[YOUR TASK] Extract every line of the entries below that contains the word "vanity", treating uppercase and lowercase as different.
START STORED ROWS
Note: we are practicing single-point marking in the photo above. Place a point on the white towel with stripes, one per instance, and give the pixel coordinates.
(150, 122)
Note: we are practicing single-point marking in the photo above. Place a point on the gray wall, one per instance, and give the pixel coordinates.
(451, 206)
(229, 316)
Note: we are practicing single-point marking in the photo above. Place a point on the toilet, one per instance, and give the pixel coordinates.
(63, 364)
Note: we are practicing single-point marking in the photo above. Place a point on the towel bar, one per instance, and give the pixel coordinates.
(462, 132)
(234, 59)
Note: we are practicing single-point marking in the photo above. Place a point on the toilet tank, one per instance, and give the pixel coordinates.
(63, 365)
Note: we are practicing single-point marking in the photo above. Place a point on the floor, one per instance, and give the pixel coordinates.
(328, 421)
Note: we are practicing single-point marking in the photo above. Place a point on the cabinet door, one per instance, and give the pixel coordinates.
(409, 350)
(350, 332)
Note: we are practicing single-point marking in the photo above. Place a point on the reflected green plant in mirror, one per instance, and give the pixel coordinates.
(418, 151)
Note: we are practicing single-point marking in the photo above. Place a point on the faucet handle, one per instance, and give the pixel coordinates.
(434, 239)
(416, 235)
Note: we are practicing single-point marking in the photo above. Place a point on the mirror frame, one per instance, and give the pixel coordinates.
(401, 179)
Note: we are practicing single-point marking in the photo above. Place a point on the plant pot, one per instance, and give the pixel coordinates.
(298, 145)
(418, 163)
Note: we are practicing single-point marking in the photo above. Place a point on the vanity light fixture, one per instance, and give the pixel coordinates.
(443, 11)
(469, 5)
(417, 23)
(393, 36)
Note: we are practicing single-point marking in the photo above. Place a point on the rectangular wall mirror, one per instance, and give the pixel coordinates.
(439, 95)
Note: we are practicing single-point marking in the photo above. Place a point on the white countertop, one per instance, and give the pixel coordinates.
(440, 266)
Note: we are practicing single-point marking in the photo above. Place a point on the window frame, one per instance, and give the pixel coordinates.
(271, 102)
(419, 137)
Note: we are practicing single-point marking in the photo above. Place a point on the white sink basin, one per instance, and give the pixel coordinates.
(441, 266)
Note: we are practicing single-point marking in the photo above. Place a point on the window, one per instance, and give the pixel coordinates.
END STORED ROWS
START STORED ROWS
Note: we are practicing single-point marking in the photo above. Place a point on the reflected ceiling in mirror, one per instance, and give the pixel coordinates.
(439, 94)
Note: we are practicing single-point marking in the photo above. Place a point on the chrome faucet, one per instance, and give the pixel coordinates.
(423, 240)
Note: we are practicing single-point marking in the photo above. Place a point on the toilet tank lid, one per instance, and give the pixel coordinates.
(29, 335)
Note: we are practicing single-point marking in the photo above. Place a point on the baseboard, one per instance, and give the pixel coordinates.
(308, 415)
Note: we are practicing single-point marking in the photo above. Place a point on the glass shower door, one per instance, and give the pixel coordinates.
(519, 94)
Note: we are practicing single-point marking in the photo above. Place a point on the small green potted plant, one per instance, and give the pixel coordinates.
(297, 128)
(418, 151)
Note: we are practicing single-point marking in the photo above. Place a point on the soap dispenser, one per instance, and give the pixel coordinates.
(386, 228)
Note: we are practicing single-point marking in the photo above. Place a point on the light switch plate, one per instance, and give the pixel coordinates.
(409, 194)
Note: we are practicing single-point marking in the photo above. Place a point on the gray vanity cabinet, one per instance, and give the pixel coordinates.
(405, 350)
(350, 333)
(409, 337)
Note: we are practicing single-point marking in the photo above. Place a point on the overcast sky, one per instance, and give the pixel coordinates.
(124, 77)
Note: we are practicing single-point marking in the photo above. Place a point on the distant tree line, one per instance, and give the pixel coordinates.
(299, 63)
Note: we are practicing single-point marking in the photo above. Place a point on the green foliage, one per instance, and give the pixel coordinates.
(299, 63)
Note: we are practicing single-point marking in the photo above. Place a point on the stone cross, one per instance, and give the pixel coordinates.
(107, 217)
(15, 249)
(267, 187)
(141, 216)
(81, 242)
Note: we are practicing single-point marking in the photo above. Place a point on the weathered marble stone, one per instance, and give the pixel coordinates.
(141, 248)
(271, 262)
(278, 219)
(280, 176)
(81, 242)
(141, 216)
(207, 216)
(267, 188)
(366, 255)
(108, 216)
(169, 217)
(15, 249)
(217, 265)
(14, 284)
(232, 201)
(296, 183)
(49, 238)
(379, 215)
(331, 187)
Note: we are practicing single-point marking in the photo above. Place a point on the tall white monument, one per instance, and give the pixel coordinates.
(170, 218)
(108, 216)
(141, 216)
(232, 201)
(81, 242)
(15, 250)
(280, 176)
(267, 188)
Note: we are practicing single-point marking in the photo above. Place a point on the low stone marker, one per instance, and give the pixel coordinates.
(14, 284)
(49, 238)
END STORED ROWS
START STORED ROWS
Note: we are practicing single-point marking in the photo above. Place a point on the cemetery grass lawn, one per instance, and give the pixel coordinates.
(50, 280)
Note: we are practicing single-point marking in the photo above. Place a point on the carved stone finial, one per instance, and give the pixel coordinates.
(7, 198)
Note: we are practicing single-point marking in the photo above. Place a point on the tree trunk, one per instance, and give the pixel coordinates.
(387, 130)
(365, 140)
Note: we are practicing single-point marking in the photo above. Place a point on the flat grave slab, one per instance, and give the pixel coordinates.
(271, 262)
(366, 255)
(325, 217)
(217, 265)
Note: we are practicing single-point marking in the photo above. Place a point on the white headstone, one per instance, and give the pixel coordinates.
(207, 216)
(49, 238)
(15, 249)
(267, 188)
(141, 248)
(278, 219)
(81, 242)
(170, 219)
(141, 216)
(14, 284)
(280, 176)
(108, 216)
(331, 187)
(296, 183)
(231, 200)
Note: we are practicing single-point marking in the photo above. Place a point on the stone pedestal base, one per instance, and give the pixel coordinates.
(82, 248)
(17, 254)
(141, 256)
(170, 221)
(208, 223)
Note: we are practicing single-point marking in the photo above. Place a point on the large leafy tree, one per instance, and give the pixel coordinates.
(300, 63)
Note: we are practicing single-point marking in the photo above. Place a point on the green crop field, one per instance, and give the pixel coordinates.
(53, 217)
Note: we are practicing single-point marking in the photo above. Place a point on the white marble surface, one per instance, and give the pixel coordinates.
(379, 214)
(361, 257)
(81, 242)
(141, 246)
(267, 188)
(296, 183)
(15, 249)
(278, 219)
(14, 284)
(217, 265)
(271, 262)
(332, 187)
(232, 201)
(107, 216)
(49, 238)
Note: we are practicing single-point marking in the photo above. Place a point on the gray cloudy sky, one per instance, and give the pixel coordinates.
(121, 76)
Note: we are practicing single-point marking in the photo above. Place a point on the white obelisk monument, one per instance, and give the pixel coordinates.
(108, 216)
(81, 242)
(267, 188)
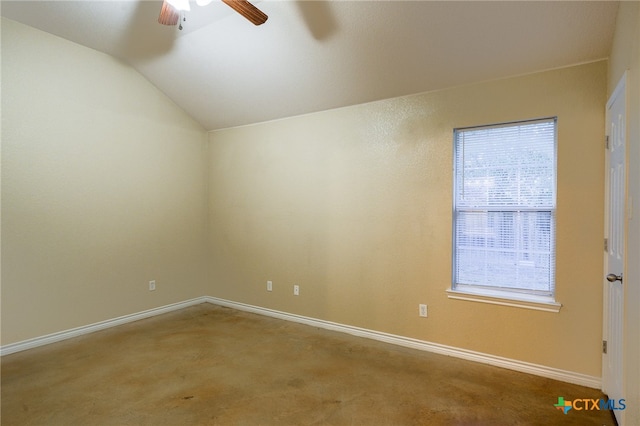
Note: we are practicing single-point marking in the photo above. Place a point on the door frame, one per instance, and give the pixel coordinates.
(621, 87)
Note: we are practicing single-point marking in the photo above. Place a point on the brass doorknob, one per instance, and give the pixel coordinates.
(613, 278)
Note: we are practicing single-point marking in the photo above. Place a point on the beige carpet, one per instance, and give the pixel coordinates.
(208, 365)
END STORED ROWS
[THE REPLY]
Note: we are practicing single-point marking in the photo above. Place a point on the vanity light fixture, one per instance, and give the pixel coordinates.
Note: we are practicing single-point marking in the photo above. Place a point on the gray vanity cabinet, one per instance, and give the pixel coordinates.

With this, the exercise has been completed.